▶ _DATA RECORDS_:
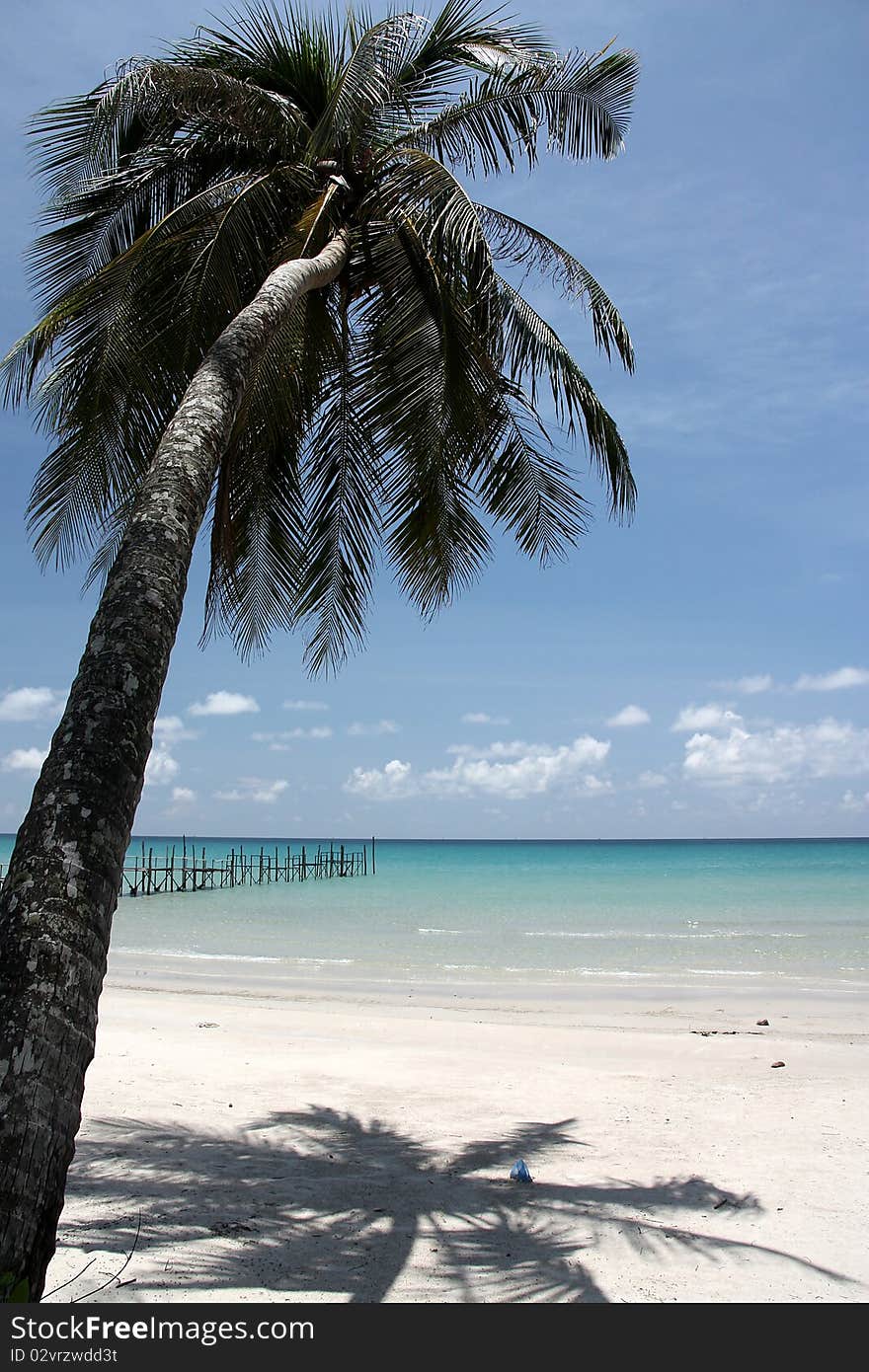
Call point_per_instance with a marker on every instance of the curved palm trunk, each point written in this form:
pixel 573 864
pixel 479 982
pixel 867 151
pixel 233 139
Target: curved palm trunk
pixel 65 875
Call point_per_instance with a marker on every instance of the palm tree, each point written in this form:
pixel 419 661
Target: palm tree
pixel 267 296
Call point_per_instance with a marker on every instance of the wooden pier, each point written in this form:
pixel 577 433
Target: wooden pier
pixel 176 870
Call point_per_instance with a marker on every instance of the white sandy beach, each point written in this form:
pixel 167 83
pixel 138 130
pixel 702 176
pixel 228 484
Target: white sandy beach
pixel 308 1140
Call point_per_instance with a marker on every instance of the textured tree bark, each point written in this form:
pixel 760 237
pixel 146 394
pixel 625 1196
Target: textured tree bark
pixel 62 886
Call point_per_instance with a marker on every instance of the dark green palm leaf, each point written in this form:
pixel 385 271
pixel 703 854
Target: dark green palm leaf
pixel 397 411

▶ _WHAT YOU WILL DO_:
Retype each record exactly as it stands, but do not include the pictures.

▶ _ANSWER BELOW_:
Call point_per_instance with a marker on every instance of the curved palm trunk, each point written in this form:
pixel 573 864
pixel 479 982
pixel 867 151
pixel 233 139
Target: curved palm trunk
pixel 65 875
Call point_per_instance with a marker on every instance of the palm tree, each point written in this form:
pixel 419 661
Target: palm tree
pixel 267 296
Call point_per_instance with a marker on every instance of the wooden pier, each point written in this form:
pixel 577 433
Target: wooden pier
pixel 176 870
Call point_per_instance with a marker on every instance of the white sandy beach, each point written in this form:
pixel 167 83
pixel 138 130
pixel 702 176
pixel 228 484
Target: white sandy beach
pixel 308 1140
Call point_per_instance with a marker on every instance of the textured tree bark, each point written in this form:
pixel 760 237
pixel 146 394
pixel 625 1196
Target: textured tree bark
pixel 62 886
Call point_per_instance with a marker on every instance of the dark green palm leaf, each point written in this form:
pixel 385 271
pixel 703 854
Target: dark green palm leaf
pixel 397 411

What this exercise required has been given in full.